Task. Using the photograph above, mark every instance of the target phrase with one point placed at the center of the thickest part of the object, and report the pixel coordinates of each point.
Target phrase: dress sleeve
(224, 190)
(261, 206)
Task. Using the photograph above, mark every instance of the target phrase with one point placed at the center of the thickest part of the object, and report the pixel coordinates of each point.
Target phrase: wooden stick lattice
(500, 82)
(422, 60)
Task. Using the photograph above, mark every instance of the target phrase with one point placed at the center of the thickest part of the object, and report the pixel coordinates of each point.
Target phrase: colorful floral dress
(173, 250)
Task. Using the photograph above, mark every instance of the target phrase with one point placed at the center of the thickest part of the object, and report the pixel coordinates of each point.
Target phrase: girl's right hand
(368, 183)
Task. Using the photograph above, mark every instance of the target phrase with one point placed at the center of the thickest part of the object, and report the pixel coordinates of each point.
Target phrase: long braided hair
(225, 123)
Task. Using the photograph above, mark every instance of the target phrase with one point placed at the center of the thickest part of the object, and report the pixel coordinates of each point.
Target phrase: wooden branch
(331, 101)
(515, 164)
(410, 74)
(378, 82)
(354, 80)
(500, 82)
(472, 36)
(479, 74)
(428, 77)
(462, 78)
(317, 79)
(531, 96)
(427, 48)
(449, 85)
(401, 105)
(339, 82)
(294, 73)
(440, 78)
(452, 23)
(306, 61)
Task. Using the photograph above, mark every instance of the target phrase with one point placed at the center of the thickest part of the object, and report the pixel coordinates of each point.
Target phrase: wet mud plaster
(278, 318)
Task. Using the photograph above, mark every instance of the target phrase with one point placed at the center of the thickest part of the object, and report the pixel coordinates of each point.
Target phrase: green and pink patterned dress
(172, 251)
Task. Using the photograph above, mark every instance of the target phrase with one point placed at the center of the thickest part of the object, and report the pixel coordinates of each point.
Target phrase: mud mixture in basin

◆ **REQUIRED WORK**
All of the entries must be given again, word for word.

◆ **EXPECTED ANSWER**
Task. Using the photograph above, mark every instance of the target phrase with one point placed at the center of the thickest part of the object, and report the pixel coordinates of each point.
Target phrase: dress sleeve
(224, 190)
(261, 206)
Task. Using the photograph above, mark every instance of the target phrase with one point placed at the center of the thickest part of the object, and report the pixel coordinates of each point.
Target phrase: wooden stick lattice
(500, 82)
(422, 60)
Task. Using the photograph above, mark every instance of the target phrase with one point placed at the center of the thickest part of the object, and report the pixel coordinates of each point.
Target phrase: colorful floral dress
(173, 250)
Task. Using the photograph above, mark every instance of the target phrase with one point placed at the center of the thickest part of the object, and report the pixel coordinates of each point.
Target phrase: girl's right hand
(368, 183)
Task. Using the photograph above, mark every instance of the target phrase with one point placed at the center of the thickest part of the object, and report the pixel coordinates of each point.
Target phrase: long braided hair
(225, 123)
Task. Using the photograph above, mark every instance of the target phrase with one point placed at the center of the thickest part of the object, and report the pixel coordinates of each point.
Target phrase: wooden branch
(331, 101)
(515, 164)
(410, 74)
(378, 82)
(354, 80)
(500, 82)
(472, 36)
(479, 74)
(428, 77)
(462, 78)
(317, 79)
(531, 96)
(427, 48)
(449, 85)
(401, 105)
(339, 82)
(294, 73)
(440, 78)
(452, 23)
(306, 61)
Task. Using the photograph above, mark every instance of the target phrase with one point placed at the center of the thickest part of the object, and report the pixel coordinates of each point.
Target phrase: wet mud plaster
(278, 318)
Task. Using the photograph above, mark every instance of the target phrase with one point placed at the center of the thickest part of the object, and report the pixel coordinates of each point.
Target phrase: green and pink patterned dress
(172, 251)
Task. Using the photograph above, mark every instance of the target phrase with one point placed at the center of the thickest part of the object, and report the pixel coordinates of each point.
Target phrase: mud mixture in basin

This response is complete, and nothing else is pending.